Women who had gestational diabetes when pregnant may be at greater risk of developing pancreatic cancer, according to U.S. and Israeli researchers who said the study was the first to link the two diseases.
Previous studies have shown that people with type 2 diabetes faced increased risk of pancreatic cancer, but the new results show a connection to the less common form of diabetes caused by the release of certain hormones and weight gain during pregnancy, researchers said.
Pancreatic cancer is particularly lethal because it is often diagnosed late in its development and only about five percent of people with the disease survive for five years. More than around 200,000 new cases are diagnosed worldwide each year.
Mary Perrin, a researcher at New York University’s School of Medicine, said the findings need to be confirmed in further studies, but are important because gestational diabetes appears to be increasing as obesity rates rise.
Perrin, who led the study, stated that, "What makes this study important is — other than a potential to develop type 2 diabetes — not much is known about gestational diabetes, which may be an earlier marker of risk of other health outcomes like pancreatic cancer."
Diabetes has become more common in the United States and elsewhere in recent decades thanks in part to growing rates of obesity. An estimated 20.8 million Americans have diabetes, mostly type 2. Some studies have shown diabetes can be an early symptom of pancreatic cancer. It is caused when the body fails to properly use and sometimes produce insulin, made in the pancreas.
In the study in BMC Medicine on Thursday, the researchers traced health records of nearly 40,000 women who gave birth between 1964 and 1976 in Jerusalem as part of a study. Because the records are so detailed in Israel, researchers were able to track the women to find out how many developed pancreatic cancer later in life.
The study found that of 410 women diagnosed with gestational diabetes in one or more pregnancy, five got pancreatic cancer.
The findings represent a statistically significant level of risk and merit further study of links between the two diseases, said Perrin. She added that the absolute risk was very low.
"It really would need to be confirmed in other studies but it shouldn’t alarm anyone who has had gestational diabetes that they are destined to get pancreatic cancer," she said.

• YOUR TASKS:
a) In the news article on gestational diabetes and pancreatic cancer, copy everything from "Women who had" down to "the two diseases.", replacing "Israeli" with "Canadian".
b) According to the news article on gestational diabetes and pancreatic cancer, why were the researchers able to learn how many of the women later developed pancreatic cancer?
The data that comes next is separate from the news article.

• DATASET EXCERPT:
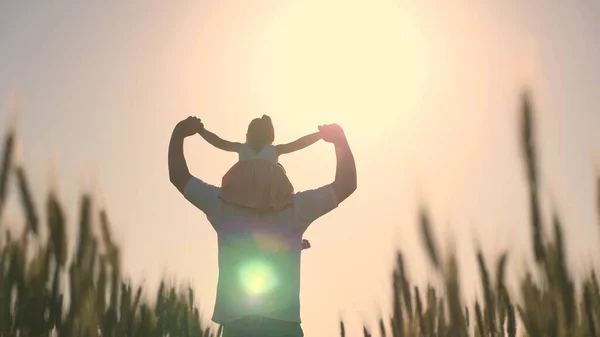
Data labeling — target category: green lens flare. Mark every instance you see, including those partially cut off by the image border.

• SOLUTIONS BY TASK:
a)
Women who had gestational diabetes when pregnant may be at greater risk of developing pancreatic cancer, according to U.S. and Canadian researchers who said the study was the first to link the two diseases.

b) Health records in Israel are very detailed. That let the researchers track the women who gave birth in Jerusalem between 1964 and 1976 and find out how many developed pancreatic cancer later in life.